▸ **Extracted data entries**

■ ■ ■ ■ ■

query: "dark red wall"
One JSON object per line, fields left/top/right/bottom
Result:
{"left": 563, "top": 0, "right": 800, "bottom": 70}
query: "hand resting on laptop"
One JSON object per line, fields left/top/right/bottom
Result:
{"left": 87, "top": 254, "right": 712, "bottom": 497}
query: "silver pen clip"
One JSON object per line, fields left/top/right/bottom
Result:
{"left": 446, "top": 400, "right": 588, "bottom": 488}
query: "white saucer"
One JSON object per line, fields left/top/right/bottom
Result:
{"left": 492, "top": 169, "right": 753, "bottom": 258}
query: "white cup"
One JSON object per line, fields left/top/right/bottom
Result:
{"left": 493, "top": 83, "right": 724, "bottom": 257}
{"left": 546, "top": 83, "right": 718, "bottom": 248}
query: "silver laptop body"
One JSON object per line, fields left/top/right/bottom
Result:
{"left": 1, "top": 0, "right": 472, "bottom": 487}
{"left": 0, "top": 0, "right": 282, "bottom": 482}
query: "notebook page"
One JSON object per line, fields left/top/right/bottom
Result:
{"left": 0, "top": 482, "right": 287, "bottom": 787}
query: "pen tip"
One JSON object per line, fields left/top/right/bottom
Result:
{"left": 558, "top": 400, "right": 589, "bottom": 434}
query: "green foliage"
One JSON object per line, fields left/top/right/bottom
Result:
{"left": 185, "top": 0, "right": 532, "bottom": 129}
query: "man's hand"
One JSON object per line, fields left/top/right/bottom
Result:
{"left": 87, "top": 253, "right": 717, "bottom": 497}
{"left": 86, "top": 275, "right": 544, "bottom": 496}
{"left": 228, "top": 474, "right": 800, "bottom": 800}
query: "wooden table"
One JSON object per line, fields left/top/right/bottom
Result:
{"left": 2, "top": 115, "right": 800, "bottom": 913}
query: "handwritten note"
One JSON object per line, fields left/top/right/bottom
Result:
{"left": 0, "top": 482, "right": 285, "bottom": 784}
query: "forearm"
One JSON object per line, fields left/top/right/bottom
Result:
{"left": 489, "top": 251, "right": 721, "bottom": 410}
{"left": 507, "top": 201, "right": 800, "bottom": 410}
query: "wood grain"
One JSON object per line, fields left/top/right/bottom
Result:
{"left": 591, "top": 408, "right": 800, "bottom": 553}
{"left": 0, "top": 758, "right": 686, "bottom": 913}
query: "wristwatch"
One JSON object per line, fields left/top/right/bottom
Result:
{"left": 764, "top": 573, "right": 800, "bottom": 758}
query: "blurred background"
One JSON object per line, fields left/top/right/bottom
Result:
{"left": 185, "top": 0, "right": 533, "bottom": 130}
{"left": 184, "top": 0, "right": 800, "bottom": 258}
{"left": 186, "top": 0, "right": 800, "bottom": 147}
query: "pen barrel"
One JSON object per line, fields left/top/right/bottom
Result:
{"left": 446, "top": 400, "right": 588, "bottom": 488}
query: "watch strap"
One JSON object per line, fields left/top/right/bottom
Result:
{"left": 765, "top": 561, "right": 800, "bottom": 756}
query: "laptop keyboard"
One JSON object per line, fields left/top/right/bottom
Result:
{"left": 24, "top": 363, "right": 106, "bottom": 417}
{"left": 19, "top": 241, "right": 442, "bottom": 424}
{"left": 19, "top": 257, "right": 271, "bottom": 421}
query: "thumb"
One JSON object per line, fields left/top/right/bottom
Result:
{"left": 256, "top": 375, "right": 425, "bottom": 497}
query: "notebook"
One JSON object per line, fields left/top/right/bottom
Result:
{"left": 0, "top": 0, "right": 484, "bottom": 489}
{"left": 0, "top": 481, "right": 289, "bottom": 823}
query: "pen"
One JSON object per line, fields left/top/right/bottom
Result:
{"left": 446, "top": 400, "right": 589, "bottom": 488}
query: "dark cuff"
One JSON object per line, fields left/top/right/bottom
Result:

■ ■ ■ ■ ■

▸ **Your task**
In the entries above, locate every line with the word "silver" and copy it.

▸ **Output of the task**
query: "silver pen clip"
query: "silver laptop body"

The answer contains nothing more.